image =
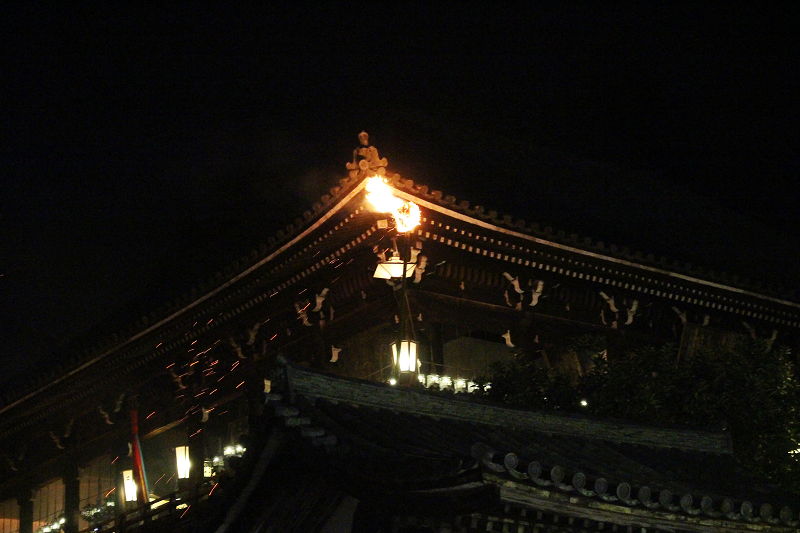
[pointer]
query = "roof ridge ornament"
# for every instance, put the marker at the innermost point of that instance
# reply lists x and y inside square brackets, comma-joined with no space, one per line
[366,158]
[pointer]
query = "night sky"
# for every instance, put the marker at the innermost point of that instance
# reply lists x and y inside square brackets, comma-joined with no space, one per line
[144,149]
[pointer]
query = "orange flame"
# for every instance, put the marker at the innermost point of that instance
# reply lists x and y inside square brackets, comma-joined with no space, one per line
[406,214]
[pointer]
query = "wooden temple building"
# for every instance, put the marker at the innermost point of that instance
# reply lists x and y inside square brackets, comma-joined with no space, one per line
[269,398]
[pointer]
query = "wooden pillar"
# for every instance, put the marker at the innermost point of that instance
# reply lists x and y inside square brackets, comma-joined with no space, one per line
[72,497]
[25,502]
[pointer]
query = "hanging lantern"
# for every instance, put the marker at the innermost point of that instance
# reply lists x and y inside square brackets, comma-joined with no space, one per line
[182,456]
[406,360]
[129,485]
[393,268]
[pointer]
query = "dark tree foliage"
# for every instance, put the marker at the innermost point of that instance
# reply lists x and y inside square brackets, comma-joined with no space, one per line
[751,390]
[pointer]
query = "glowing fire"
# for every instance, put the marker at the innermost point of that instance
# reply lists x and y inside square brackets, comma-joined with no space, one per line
[406,214]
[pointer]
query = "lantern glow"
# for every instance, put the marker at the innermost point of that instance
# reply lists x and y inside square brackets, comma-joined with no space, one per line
[406,360]
[406,214]
[129,485]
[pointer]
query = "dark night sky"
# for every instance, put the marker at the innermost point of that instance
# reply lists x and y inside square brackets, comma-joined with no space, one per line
[144,149]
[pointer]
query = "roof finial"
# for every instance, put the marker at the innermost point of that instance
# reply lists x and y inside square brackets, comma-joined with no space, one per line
[365,159]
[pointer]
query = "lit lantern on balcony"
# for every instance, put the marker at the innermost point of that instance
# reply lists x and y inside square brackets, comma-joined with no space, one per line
[182,456]
[129,485]
[406,360]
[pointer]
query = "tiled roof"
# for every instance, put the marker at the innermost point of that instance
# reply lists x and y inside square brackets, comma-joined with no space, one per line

__________________________________________________

**EXERCISE DETAILS:** Give all the entries again exactly, dropping each picture.

**SOLUTION:**
image =
[pointer]
query = "roof ridge ornament"
# for every instance, put the marker at the innermost point of that instance
# reply lists x and y inside square brackets, comma-joined with no space, one per line
[366,158]
[pointer]
query = "night sky"
# for every instance, put the marker at the innermost point of that instance
# reply lists x and y inside square brackets, comma-joined with no space, one per line
[144,149]
[pointer]
query = "orange flame"
# for every instance, put the marker at the innermost point of that instance
# reply lists x and y inside square brackets, comma-joined with no space, one per line
[406,214]
[pointer]
query = "wooden temple building"
# for every instance, put the marker at the innermost point of that instance
# reply lists x and y inside square brackets, comma-joined with no space, one per line
[269,398]
[pointer]
query = "wooden pillar"
# for every instance, put the marker at the innermost point of that instance
# reply lists x and y inside square brackets, comma-joined with no space, one per line
[72,497]
[25,502]
[pointer]
query = "hanging lantern"
# for every instance, put the marker at the innermost point of that instance
# reply lists x and y inside square brackets, comma-joined with no space, one per line
[182,456]
[406,360]
[129,485]
[393,268]
[pointer]
query = "dark tree foliage"
# for every instance, put the marker at the innermost point of that instance
# reply lists x and y inside square brackets, comma-joined with no space, one per line
[751,390]
[pointer]
query = "glowing fire"
# for every instance, put the marker at the innermost point of that instance
# reply lists x and y inside square brackets, comma-joined with no space, one per line
[406,214]
[pointer]
query = "lantern glow"
# for every instance, put the marker at the innermost point of that instance
# reply lists x and y inside square brackets, comma-joined with no space, one per line
[406,360]
[406,214]
[129,485]
[pointer]
query = "dark night sky"
# for every instance, put the marker at the innermost point of that instance
# reply lists x and y inside square brackets, comma-joined with no space, one per line
[144,149]
[pointer]
query = "roof finial"
# for every instance, put the marker at the innermost point of that instance
# reply lists x and y inside square brackets, comma-joined with no space, one per line
[365,159]
[pointer]
query = "lit lantern on balcony"
# for every instance, put the marker at the innermost point of that instance
# reply lists x and y inside square brackets, comma-joined with no space, one per line
[182,456]
[129,485]
[406,360]
[pointer]
query = "tiled roof"
# for every instance, put the marker at the innermost point of that instance
# reply lists x and y inside square brackets, comma-joined with no space, one per line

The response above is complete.